» Task prompt
Beginning with the opening line, set down each line of the material below exactly, stopping once the line with "Q: In the image above, where is the brown streak" is done.

» Given records
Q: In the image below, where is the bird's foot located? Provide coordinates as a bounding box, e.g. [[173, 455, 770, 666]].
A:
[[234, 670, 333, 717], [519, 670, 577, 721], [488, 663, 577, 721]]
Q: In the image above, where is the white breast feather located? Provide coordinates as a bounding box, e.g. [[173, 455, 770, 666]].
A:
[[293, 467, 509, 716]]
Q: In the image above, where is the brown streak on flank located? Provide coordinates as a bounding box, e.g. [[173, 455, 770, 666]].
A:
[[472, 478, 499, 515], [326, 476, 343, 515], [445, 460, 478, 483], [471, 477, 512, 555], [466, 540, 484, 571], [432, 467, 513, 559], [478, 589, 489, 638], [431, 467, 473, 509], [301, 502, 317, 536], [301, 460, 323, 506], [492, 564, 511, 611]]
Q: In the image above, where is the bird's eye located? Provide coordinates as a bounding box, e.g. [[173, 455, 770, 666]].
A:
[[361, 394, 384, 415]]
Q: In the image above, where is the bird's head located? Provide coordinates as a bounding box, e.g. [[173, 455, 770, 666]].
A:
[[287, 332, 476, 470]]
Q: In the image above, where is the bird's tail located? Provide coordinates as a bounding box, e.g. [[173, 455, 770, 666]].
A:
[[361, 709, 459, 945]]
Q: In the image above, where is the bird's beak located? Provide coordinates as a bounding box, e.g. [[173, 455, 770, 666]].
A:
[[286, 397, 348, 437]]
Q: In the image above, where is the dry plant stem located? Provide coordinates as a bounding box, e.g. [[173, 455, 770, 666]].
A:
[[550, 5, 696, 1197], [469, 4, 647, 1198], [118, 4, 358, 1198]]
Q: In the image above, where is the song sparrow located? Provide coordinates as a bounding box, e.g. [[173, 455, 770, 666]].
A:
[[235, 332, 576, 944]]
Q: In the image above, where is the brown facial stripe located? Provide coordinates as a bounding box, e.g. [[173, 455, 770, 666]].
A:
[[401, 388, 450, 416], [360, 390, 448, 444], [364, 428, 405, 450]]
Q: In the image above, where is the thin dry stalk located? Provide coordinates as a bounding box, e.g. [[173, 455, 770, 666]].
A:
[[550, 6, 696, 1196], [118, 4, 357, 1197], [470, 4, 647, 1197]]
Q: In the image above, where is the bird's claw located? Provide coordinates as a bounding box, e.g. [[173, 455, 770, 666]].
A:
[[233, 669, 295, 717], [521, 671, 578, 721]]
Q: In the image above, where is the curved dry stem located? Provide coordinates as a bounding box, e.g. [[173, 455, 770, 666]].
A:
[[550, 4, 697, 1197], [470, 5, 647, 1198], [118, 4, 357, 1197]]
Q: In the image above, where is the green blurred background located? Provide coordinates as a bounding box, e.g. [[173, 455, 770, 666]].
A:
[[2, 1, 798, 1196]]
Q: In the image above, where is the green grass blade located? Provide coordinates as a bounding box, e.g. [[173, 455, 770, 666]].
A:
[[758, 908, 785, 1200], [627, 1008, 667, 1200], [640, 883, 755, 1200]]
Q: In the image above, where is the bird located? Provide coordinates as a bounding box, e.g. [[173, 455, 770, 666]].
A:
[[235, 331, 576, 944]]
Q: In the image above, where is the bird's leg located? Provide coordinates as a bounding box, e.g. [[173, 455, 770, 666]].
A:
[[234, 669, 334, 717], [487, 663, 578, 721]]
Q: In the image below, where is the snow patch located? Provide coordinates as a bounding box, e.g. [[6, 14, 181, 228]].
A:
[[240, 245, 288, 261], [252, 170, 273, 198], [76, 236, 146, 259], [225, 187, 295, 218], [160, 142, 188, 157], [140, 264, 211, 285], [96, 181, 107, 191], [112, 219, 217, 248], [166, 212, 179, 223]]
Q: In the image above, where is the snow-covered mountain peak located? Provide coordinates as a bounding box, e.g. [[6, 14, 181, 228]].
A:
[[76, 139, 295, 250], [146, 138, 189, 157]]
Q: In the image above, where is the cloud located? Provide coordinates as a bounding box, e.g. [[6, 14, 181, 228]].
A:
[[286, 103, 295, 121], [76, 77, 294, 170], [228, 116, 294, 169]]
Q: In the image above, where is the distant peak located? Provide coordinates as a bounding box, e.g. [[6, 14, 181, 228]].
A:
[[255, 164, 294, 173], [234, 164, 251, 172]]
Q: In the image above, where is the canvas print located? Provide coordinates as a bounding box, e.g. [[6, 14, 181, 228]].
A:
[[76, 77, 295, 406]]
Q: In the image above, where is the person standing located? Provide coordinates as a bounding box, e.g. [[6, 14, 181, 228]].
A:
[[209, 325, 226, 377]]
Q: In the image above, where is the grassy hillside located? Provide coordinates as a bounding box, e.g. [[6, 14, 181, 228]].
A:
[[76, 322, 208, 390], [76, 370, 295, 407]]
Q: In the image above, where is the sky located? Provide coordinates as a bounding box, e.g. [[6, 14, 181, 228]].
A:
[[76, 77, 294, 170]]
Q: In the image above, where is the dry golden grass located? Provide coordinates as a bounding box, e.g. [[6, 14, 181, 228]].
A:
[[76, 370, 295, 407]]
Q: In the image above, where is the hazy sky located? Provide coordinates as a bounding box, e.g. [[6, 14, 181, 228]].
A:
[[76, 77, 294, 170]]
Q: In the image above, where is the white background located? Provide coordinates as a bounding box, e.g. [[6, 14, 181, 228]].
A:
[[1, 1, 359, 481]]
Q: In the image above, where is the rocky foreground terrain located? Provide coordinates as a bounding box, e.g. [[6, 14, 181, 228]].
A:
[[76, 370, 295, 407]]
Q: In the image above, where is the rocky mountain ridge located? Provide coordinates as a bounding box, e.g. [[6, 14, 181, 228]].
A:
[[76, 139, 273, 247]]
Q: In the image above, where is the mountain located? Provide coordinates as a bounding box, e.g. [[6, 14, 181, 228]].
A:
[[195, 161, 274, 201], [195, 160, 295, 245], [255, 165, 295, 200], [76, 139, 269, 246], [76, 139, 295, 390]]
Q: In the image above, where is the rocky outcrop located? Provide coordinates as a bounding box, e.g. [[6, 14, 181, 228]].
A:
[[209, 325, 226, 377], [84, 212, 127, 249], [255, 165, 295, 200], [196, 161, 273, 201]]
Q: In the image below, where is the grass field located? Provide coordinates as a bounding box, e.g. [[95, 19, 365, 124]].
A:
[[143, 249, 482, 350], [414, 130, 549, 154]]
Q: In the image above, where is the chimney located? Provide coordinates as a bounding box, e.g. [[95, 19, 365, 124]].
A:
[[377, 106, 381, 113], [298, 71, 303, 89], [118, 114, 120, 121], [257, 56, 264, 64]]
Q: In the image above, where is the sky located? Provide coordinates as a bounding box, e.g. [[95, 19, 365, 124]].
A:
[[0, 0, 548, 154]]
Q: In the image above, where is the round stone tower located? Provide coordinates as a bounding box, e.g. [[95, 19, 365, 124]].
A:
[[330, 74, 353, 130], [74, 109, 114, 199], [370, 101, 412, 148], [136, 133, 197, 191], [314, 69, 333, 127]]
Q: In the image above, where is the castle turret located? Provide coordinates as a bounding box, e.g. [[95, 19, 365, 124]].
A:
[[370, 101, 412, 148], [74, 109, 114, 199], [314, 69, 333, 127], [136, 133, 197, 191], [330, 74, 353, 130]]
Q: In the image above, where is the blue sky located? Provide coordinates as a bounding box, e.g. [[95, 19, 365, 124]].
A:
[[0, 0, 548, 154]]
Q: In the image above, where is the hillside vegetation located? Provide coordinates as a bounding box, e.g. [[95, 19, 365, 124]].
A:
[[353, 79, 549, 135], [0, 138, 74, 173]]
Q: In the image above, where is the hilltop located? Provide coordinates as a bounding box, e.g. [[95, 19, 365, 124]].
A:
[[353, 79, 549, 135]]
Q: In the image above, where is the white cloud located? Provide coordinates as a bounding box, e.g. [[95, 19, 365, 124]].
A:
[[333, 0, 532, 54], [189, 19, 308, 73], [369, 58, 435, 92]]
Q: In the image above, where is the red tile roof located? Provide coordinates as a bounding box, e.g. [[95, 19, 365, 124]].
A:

» Written response
Q: In the image below, where is the bird's foot located? Provide coordinates as a bounding box, e.g. [[173, 455, 770, 666]].
A:
[[234, 670, 333, 717], [519, 670, 577, 721], [488, 663, 577, 721]]
Q: In the image above, where is the white breast feather located? Provide coordinates as a bounding box, e.g. [[173, 455, 770, 666]].
A:
[[293, 467, 509, 716]]
Q: In the image above, where is the brown streak on flank located? Provide coordinates as a bounding box, e.g. [[173, 455, 770, 666]].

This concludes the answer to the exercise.